# INSTRUCTIONS TO FOLLOW
Please copy the rows below, swapping every "detection system" for "object locator" and leaving everything else unchanged.

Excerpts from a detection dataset
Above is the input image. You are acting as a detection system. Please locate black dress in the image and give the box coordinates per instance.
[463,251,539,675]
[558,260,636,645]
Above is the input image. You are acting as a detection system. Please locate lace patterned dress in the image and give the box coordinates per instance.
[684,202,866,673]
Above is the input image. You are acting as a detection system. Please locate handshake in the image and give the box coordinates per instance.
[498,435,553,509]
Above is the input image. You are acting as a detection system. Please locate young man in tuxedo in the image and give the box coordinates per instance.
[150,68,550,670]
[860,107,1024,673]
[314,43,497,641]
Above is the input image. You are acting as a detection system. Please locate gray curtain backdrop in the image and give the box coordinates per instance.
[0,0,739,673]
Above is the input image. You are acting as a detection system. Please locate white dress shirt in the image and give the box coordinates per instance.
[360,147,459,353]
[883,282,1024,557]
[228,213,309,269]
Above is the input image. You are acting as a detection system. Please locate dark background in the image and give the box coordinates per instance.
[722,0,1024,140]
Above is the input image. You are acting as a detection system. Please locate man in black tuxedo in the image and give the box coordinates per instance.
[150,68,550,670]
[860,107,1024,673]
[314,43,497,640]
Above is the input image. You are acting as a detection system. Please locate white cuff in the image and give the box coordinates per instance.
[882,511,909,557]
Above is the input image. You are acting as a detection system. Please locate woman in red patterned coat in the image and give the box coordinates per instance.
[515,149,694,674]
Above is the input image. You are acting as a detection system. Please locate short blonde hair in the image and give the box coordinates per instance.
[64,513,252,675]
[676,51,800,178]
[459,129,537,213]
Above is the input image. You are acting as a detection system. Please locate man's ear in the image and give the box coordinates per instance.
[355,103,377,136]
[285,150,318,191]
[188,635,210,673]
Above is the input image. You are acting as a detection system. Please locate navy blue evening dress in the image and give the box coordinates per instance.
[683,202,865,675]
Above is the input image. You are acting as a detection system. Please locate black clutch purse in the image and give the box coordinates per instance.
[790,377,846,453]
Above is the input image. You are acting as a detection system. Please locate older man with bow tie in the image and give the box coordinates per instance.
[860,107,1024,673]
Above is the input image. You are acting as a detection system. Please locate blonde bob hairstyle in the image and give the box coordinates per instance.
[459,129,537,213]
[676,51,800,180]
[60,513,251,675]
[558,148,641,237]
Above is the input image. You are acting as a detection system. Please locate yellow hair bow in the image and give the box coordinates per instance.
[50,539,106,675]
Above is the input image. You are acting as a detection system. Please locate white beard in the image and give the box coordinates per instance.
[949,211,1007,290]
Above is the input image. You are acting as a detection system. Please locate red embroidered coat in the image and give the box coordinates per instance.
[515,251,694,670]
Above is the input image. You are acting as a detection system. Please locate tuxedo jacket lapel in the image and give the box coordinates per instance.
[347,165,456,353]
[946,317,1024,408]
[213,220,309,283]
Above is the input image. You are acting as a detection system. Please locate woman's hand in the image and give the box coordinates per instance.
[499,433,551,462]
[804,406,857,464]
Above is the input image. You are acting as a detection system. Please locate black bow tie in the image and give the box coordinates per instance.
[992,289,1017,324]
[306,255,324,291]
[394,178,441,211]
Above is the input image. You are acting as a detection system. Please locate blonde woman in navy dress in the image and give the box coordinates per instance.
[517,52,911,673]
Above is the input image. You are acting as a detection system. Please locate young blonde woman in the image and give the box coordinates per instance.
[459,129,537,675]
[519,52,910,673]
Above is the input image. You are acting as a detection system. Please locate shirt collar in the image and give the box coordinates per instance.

# WRITTEN RESPONSE
Above is the input image. You are acting as a object locator. Please locate black dress in the image and give the box coordinates per instance.
[463,251,539,675]
[558,260,636,645]
Above is the input image. You are acting as a object locator. Please locate lace patterned dress in the image and give the box coordinates per instance.
[684,202,866,673]
Above is the input image. You are acting as a object locator. Please locate handshake in the image and give the box coordinates per instance.
[498,435,553,509]
Above is the input image. You are acting as a object locator. Please locate young man in tuxedo in the image and give the box coordinates per instance.
[150,68,550,670]
[860,107,1024,673]
[314,43,497,641]
Above is the input image. You are acting as a object locator. Please locate gray curtain backdrop in the image and give the box coordinates per instance.
[0,0,739,673]
Above is the input image. You are acting as a object locator. Please locate white dress shirt in the image and give the box coordinates per instance.
[360,147,459,353]
[883,282,1024,557]
[228,213,309,269]
Above is the input image. You are acting as a object locator. Please locate dark background in the image and give the box coordinates per instance.
[722,0,1024,140]
Above is the input image. You are acting as a object locator. Please locate man in black tuxedo in the image and give the box coordinates per instance.
[150,68,550,670]
[860,107,1024,673]
[314,43,497,640]
Above is the input image. You are acting as a object locator. Please locate white cuff in the image and give the box coordinates per instance.
[882,511,909,557]
Above is the input image. You are acting as a object locator. Please locate woman in red patterned coat in the image and give the box coordinates per instance.
[515,149,694,674]
Above is the input image. You are acting as a object locator. Please locate short blonde hair in the image and give the box coordinates per instance.
[64,513,252,675]
[676,51,800,178]
[459,129,537,213]
Above is the input image. You are acting as a object locator. Please locate man's ear in the image and give the box coordinates per instance.
[355,103,377,136]
[285,150,318,191]
[188,635,210,673]
Above is the input image. You are acting as a object locator. Please locate navy blue evening dress in the image and give the box coordinates per instance.
[683,202,865,675]
Above is the input image. You are acting as a object locator. Please locate black clutch purse in the image and give the box coordinates per instance.
[790,377,846,453]
Above is the input image. You are acting as a object locator. Please locate older man with bow tie in the image and give the box coordinates per instance.
[860,107,1024,673]
Above is the input image. You are acting as a object locator. Please locate blonde bob hairstyle in the image and give the box coordinates per instance.
[459,129,537,213]
[676,51,800,180]
[60,513,251,675]
[558,148,641,237]
Above is the input image. You are acting as a object locator. Please locate yellow hair bow in the image and give the box coordinates per instance.
[50,539,106,675]
Above is the input image. You are acting as a object locator. Please locate white beard in the image and give the box coordinates per instance.
[949,211,1007,290]
Above is the input image. You are acting as a object locator. Please locate red embroidered coat in the image and give the box coordinates per instance.
[515,251,694,670]
Above is the input image. You are acting as a object locator. Please locate tuxedo jacket lapel in the image and give the box coordinates per instance.
[347,165,456,353]
[946,317,1024,408]
[213,220,309,283]
Above is the input image. You are acting as a object locator. Please locate woman's hand in the image and give the box coordinates per instance.
[499,433,551,462]
[804,406,857,464]
Above is the input image. You are acting as a object locator. Please locate black bow tie in the image and give the box coordinates per instance.
[992,289,1017,324]
[306,255,324,291]
[394,178,441,211]
Above is the input image. You are acting as a object locator. Please locate blonde woman in navy dress in the image and give the box coordinates per instance.
[517,52,911,673]
Above is the input image. You are acting as a object locator. Please locate young blonde woman in the image and give the box coordinates per instance.
[459,129,537,675]
[519,52,910,673]
Above is the input image. You are acting as a object locator. Please locate shirt collar in the image and give the box coordinates per instance.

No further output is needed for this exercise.